BEGIN Data
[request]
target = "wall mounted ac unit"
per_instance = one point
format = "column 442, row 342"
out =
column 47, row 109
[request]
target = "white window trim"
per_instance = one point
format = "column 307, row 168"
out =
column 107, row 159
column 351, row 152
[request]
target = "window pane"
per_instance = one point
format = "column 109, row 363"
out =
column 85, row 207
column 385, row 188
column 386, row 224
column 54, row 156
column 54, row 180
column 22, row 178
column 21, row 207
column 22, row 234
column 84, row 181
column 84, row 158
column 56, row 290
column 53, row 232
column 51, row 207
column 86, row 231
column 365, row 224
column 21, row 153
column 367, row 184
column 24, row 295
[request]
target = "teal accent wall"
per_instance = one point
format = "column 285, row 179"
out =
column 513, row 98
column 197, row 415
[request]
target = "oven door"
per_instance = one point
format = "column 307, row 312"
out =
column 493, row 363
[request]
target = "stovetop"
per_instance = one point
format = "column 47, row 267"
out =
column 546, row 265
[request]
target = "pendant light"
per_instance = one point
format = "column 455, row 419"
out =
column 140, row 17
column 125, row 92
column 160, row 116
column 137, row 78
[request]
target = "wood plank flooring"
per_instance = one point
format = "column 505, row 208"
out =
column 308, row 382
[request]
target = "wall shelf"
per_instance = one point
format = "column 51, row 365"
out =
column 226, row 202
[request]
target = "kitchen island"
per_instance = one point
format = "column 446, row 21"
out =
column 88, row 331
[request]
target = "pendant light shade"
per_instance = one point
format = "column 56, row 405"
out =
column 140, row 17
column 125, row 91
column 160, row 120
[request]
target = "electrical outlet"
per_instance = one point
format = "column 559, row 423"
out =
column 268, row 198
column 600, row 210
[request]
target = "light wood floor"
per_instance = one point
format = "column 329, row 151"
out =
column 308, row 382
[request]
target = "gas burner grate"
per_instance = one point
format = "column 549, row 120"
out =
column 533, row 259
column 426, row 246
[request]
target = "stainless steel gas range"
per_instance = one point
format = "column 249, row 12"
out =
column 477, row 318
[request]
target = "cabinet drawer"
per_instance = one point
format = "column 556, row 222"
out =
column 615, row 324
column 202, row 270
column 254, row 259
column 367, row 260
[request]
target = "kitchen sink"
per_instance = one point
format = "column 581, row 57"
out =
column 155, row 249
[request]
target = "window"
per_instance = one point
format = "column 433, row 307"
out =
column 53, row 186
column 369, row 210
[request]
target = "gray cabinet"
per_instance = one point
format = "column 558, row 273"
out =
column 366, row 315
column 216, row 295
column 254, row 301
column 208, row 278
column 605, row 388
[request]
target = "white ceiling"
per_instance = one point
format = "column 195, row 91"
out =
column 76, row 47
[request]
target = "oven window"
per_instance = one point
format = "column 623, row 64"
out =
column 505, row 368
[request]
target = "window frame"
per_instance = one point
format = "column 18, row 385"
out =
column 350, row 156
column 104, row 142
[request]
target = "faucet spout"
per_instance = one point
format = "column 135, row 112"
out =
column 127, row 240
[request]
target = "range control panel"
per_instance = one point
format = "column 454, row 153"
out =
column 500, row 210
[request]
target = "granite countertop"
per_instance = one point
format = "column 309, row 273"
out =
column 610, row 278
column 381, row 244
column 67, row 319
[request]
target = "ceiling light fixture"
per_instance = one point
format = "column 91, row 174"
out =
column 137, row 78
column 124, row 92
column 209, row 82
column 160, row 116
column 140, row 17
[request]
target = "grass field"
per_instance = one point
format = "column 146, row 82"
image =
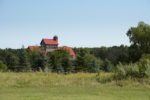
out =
column 81, row 86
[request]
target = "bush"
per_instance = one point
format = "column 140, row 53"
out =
column 138, row 70
column 124, row 71
column 3, row 67
column 144, row 65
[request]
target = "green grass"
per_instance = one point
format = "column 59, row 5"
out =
column 81, row 86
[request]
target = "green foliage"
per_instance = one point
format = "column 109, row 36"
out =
column 11, row 61
column 107, row 66
column 140, row 41
column 137, row 70
column 3, row 67
column 24, row 64
column 60, row 61
column 86, row 62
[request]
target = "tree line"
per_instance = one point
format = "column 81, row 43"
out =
column 88, row 59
END Data
• [Task instructions]
Return every entry word for word, minus the pictures.

• [Solution for this problem]
[request]
target = "wall mounted ac unit"
per_instance = one point
format = "column 442, row 342"
out =
column 47, row 109
[request]
target = "white window trim"
per_instance = one point
format = "column 307, row 168"
out =
column 107, row 159
column 351, row 152
[request]
target = "window pane"
per_instance = one point
format = "column 109, row 363"
out =
column 85, row 207
column 385, row 188
column 386, row 224
column 54, row 156
column 54, row 180
column 22, row 178
column 21, row 207
column 22, row 234
column 84, row 181
column 84, row 158
column 56, row 290
column 53, row 232
column 51, row 207
column 86, row 231
column 365, row 224
column 21, row 153
column 367, row 184
column 24, row 295
[request]
target = "teal accent wall"
per_instance = one point
format = "column 285, row 179"
out =
column 513, row 98
column 197, row 415
[request]
target = "oven door"
per_instance = one point
format = "column 307, row 312"
out =
column 493, row 363
[request]
target = "stovetop"
per_instance = one point
format = "column 47, row 267"
out =
column 546, row 265
[request]
target = "pendant light"
per_instance = one point
format = "column 455, row 419"
out =
column 140, row 17
column 125, row 92
column 160, row 116
column 137, row 78
[request]
target = "wood plank flooring"
per_instance = one point
format = "column 505, row 208"
out =
column 308, row 382
[request]
target = "wall shelf"
per_instance = one point
format = "column 51, row 365"
out =
column 226, row 202
[request]
target = "kitchen island"
per_instance = one point
format = "column 446, row 21"
out =
column 88, row 331
[request]
target = "pendant light shade"
per_instance = one point
format = "column 56, row 405"
out =
column 140, row 17
column 125, row 91
column 160, row 120
[request]
target = "electrical outlet"
per_instance = one point
format = "column 559, row 423"
out =
column 268, row 198
column 600, row 210
[request]
target = "light wood floor"
per_instance = one point
format = "column 329, row 151"
out =
column 308, row 382
[request]
target = "gas burner grate"
per_instance = one point
format = "column 549, row 120"
out =
column 533, row 259
column 426, row 246
[request]
target = "stainless steel gas range"
per_instance = one point
format = "column 249, row 12"
out =
column 477, row 318
[request]
target = "cabinet drawer"
per_instance = one point
format = "column 556, row 222"
out =
column 615, row 324
column 202, row 270
column 254, row 259
column 367, row 260
[request]
target = "kitchen sink"
per_instance = one point
format = "column 581, row 57"
out =
column 155, row 249
[request]
target = "window"
per_instance = one point
format = "column 433, row 307"
out =
column 53, row 186
column 369, row 210
[request]
target = "gray cabinet"
per_instance = one point
format = "column 558, row 273"
out =
column 366, row 315
column 216, row 295
column 254, row 301
column 208, row 278
column 605, row 388
[request]
target = "white ceiling"
per_instance = one point
format = "column 195, row 91"
out =
column 76, row 47
[request]
target = "oven window"
per_instance = one point
format = "column 623, row 64"
out =
column 505, row 368
[request]
target = "window frame"
per_instance = one point
format = "column 18, row 385"
out =
column 350, row 156
column 104, row 142
[request]
target = "faucet spout"
per_instance = one point
format = "column 135, row 112"
out =
column 127, row 240
[request]
target = "range control panel"
per_instance = one point
format = "column 454, row 153"
out =
column 500, row 210
[request]
target = "granite countertop"
per_instance = one point
format = "column 309, row 273"
out =
column 610, row 278
column 381, row 244
column 67, row 319
[request]
target = "ceiling light fixture"
per_instance = one point
format = "column 91, row 174"
out =
column 137, row 78
column 124, row 92
column 209, row 82
column 160, row 116
column 140, row 17
[request]
target = "grass field"
per_instance = one point
format = "column 146, row 82"
image =
out =
column 81, row 86
[request]
target = "bush"
per_instance = one point
format = "column 140, row 53"
out =
column 138, row 70
column 124, row 71
column 3, row 67
column 144, row 65
[request]
target = "green grass"
per_instance = one point
format = "column 59, row 5"
out =
column 81, row 86
[request]
target = "green foliage"
per_instance = one point
format = "column 109, row 36"
out =
column 11, row 61
column 107, row 66
column 140, row 41
column 137, row 70
column 3, row 67
column 24, row 64
column 60, row 61
column 86, row 62
[request]
target = "tree line"
per_instance = one point
format = "column 81, row 43"
out =
column 88, row 59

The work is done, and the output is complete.